_Exercise details_:
Quote the records below verbatim, line by line, changing nothing.
#### Material provided ####
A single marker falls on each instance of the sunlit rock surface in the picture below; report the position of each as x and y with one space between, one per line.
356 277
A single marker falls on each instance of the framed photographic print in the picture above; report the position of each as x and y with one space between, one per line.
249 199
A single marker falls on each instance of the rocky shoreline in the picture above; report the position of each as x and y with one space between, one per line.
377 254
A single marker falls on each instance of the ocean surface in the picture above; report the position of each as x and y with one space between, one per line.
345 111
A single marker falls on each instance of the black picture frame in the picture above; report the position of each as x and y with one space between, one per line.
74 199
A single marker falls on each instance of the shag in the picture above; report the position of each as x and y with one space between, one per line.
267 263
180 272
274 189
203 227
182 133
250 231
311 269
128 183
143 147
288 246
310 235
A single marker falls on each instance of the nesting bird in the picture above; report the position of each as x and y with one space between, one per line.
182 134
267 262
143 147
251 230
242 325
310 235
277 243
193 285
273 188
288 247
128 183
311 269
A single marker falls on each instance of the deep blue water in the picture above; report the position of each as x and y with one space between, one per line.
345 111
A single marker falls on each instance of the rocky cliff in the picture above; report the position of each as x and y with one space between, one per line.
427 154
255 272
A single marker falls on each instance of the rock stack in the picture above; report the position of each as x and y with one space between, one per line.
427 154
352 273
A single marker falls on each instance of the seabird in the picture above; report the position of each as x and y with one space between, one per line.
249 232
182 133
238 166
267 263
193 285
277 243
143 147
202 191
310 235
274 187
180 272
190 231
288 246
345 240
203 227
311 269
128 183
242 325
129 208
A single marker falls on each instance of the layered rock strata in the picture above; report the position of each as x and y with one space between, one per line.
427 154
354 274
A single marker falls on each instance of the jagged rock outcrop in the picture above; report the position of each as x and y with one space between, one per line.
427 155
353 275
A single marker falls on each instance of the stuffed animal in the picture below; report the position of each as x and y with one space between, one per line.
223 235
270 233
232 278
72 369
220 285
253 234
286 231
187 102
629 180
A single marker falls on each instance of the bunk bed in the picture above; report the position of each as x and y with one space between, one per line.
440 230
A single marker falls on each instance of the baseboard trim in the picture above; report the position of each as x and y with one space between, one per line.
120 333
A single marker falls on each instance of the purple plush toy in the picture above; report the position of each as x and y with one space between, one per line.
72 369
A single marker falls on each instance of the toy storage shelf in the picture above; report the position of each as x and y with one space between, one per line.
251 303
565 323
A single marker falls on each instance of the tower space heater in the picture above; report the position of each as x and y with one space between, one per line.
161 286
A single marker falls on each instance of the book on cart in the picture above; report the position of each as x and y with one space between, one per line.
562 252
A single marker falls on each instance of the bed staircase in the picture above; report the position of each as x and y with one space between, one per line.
####
_Exercise output_:
A single marker falls on each instance of the sunlit rock surface in the picture below; report the position of each as x and y with one space between, one per line.
356 277
A single marker falls on each instance of the framed photographic print in the picture above; report the position of each as x and y with one space between, one per line.
249 199
A single marker falls on each instance of the rocky shoreline in the picture above; report the position of each as x and y with one space between, one per line.
377 254
A single marker falls on each instance of the ocean surface in the picture above; report the position of each as x and y with one space between, one per line.
345 111
A single marker falls on each instance of the black picture frame in the picture above; report the position of each as x and y with one space between, one per line.
74 199
A single marker falls on each instance of the shag in the picture above; report the position of each as x and y with one space between, one per line.
267 263
180 272
274 189
203 227
182 133
250 231
311 269
128 183
143 147
288 246
310 235
A single marker falls on each instance of the nesting bird in the picture above; report the position of each as x and y with one space between, one per line.
182 134
267 262
143 147
251 230
242 325
310 235
277 243
193 285
273 188
288 247
128 183
311 269
A single marker falls on each instance of the deep blue water in the picture above; report the position of each as x and y with one space between, one per line.
345 111
A single marker falls on each instance of the rocky cliff in the picture above; report the position of each as x and y with one space between, one per line.
427 154
255 272
A single marker falls on each instance of the rock stack in the picture above; report the position of each as x and y with one space between, one per line.
427 154
352 273
A single marker falls on each instance of the seabird in the picture above; report the position of each as x and y with one space between, one per line.
249 232
182 133
238 166
267 263
193 285
277 243
143 147
202 191
310 235
274 187
180 272
190 231
288 246
345 240
203 227
311 269
128 183
242 325
129 208
A single marker falls on each instance of the layered rock strata in the picture above; report the position of each as x and y with one space between, one per line.
427 154
354 274
A single marker falls on each instance of the jagged rock outcrop in the picture above; report the position of each as x and y with one space between, one per line.
427 155
353 275
A single marker falls on each instance of the stuffed animal in the picture below; report the position of each as x and y with one space between, one per line.
223 235
270 233
232 278
72 369
220 285
253 234
286 231
187 102
629 180
A single marker falls on each instance of the bunk bed in the picture above; report the position of each as x and y with one space between, one per line.
440 230
A single marker falls on each instance of the baseboard trim in the picture above; report the position of each as x and y with one space between, one per line.
120 333
A single marker falls on each instance of the purple plush toy in the picture above; report the position of each as x and y with one space between, one per line.
72 369
A single marker falls on each instance of the toy storage shelf in the picture above; report the position of each as x and y with one space between, one per line.
251 303
565 323
A single marker falls on each instance of the tower space heater in the picture above; report the position of each as x and y with one space between, one per line.
161 286
A single marker falls on each instance of the book on cart in the picture above; report the position of each as x and y with one space between, one per line.
562 252
A single marker falls on each instance of the bed staircase in the picture above; report the position of each as x and y with one space between, one per line.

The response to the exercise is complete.